What you need to do: Convert the part of the records below that opens with the line containing "Please trace the outline of every instance of the gilded" and closes with the line containing "97 L 69 104", both included, into a JSON list of strings with one string per line and blank lines left out.

(Outline records)

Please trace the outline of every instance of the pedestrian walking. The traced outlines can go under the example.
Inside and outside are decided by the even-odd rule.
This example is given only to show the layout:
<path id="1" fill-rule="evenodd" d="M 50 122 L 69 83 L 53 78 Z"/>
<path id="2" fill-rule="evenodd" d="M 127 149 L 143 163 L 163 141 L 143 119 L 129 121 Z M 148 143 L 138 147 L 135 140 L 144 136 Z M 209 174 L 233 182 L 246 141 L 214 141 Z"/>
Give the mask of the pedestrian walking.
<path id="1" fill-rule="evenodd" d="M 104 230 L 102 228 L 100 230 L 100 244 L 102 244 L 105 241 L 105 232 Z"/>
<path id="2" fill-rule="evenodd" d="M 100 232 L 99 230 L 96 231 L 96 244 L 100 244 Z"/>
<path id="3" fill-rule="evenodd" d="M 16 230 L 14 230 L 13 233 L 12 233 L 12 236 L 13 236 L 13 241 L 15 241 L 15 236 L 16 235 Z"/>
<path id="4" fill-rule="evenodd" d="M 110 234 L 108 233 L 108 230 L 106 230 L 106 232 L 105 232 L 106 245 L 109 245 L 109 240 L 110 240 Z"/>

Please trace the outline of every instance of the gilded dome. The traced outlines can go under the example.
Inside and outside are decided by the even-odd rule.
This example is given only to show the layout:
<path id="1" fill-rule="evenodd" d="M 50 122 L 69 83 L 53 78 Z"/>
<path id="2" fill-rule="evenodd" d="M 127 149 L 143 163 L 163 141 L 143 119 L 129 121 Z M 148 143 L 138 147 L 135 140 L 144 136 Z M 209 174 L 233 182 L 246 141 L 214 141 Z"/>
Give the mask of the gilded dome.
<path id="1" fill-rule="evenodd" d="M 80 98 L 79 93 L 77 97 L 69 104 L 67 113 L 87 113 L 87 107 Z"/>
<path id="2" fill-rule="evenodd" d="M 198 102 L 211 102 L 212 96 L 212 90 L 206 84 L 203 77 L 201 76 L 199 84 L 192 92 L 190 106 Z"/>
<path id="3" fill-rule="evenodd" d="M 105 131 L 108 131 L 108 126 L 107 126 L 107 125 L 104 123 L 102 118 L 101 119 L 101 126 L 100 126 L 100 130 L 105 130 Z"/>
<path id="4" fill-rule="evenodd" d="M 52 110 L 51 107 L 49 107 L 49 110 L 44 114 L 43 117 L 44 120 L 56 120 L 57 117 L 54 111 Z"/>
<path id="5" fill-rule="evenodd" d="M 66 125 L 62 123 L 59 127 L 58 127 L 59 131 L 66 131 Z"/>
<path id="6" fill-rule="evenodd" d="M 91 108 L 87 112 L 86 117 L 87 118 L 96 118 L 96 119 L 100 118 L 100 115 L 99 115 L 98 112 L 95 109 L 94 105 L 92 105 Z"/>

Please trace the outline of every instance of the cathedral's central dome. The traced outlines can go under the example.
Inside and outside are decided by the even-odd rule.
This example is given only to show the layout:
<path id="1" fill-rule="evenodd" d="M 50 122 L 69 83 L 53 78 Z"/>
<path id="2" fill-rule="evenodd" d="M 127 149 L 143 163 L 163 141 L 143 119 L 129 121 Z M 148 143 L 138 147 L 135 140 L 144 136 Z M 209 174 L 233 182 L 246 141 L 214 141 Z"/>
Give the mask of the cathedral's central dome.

Written solution:
[
  "Please trace the outline of every instance of the gilded dome. The traced outlines can go under the example.",
  "Inside and outside are decided by the even-odd rule.",
  "This example is given only to show the layout:",
  "<path id=\"1\" fill-rule=\"evenodd\" d=\"M 50 122 L 69 83 L 53 78 Z\"/>",
  "<path id=\"2\" fill-rule=\"evenodd\" d=\"M 127 149 L 143 163 L 163 141 L 143 119 L 129 121 Z M 148 143 L 138 147 L 135 140 L 144 136 Z M 209 174 L 233 182 L 246 141 L 214 141 Z\"/>",
  "Give the mask of the gilded dome.",
  "<path id=\"1\" fill-rule=\"evenodd\" d=\"M 80 98 L 79 93 L 77 97 L 69 104 L 67 113 L 87 113 L 87 107 Z\"/>"
]